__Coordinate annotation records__
◆ ◆ ◆ ◆ ◆ ◆ ◆

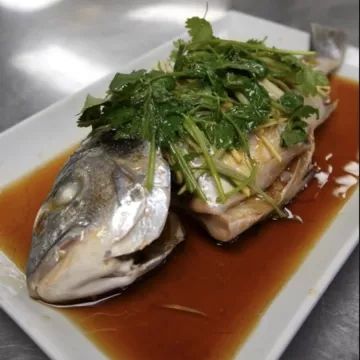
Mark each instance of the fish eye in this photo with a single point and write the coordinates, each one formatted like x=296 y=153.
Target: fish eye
x=66 y=193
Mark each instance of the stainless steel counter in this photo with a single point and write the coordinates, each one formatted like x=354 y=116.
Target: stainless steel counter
x=51 y=48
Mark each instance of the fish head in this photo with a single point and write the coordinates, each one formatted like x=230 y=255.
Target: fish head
x=96 y=219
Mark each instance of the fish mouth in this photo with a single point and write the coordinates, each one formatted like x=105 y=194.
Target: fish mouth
x=85 y=272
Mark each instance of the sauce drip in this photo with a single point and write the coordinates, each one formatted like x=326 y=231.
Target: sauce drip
x=232 y=285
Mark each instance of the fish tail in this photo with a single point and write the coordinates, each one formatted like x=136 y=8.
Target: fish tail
x=329 y=44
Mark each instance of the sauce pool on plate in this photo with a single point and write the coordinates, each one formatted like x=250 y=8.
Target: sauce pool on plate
x=231 y=286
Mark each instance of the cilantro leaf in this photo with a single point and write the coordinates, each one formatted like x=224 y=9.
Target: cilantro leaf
x=290 y=101
x=254 y=68
x=91 y=101
x=305 y=112
x=294 y=133
x=199 y=29
x=221 y=135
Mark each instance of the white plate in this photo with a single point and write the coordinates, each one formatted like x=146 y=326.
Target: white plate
x=55 y=130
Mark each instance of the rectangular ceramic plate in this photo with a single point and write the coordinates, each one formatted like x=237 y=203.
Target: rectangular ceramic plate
x=43 y=136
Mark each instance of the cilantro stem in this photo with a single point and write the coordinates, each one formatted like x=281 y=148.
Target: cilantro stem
x=190 y=180
x=239 y=132
x=151 y=165
x=192 y=128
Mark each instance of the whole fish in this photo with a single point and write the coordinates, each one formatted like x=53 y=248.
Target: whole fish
x=281 y=180
x=99 y=228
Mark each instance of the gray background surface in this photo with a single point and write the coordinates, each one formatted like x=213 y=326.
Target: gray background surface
x=102 y=32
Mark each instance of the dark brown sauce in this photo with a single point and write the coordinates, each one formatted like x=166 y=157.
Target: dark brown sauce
x=233 y=285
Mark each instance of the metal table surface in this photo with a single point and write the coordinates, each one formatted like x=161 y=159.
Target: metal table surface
x=51 y=48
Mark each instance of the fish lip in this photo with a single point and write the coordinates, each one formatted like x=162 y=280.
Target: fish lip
x=34 y=278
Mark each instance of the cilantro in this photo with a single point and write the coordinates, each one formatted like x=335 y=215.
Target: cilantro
x=199 y=29
x=211 y=102
x=294 y=133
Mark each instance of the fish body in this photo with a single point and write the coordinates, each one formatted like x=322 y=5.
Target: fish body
x=281 y=180
x=100 y=229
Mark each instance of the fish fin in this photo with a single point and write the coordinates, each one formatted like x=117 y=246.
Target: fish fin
x=329 y=43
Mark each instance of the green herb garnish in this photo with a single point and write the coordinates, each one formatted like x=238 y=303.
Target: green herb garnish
x=210 y=102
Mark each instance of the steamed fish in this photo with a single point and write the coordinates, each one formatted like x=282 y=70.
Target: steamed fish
x=100 y=229
x=281 y=178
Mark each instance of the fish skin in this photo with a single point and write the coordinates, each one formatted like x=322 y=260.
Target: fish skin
x=96 y=216
x=227 y=223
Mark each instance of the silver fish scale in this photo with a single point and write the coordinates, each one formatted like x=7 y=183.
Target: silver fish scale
x=110 y=177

◆ ◆ ◆ ◆ ◆ ◆ ◆

__TASK TO CARRY OUT__
The answer consists only of the lines from the one containing "Mark each instance of the cilantro in" to the end of the records, each written out exactly.

__REPLY__
Mark each instance of the cilantro in this photo with a single point and write the coordinates, each one formatted like x=335 y=215.
Target: cilantro
x=199 y=29
x=211 y=102
x=294 y=133
Mark each instance of the fish body in this photo with a single point and write the coordinates, each one formatted like x=322 y=5.
Target: fish body
x=281 y=180
x=100 y=229
Mark each instance of the fish fin in this photo with a single point and write the coordinates, each one formatted like x=117 y=246.
Target: fish fin
x=329 y=43
Mark each instance of the green herb garnish in this photo with a single point and write the coordinates, each one formatted like x=238 y=303.
Target: green herb garnish
x=210 y=102
Mark each instance of the steamed fish in this photo with a single point and write the coordinates, each one formatted like x=282 y=70.
Target: steamed fish
x=100 y=229
x=281 y=178
Mark each instance of the fish skin in this photo with a single point and write the coordinates, each one formatted like x=322 y=260.
Target: fish skin
x=96 y=216
x=227 y=223
Mark each instance of the silver fish scale in this photo with a single point and write the coordinates, each one formatted like x=7 y=183.
Target: silver fish scale
x=110 y=177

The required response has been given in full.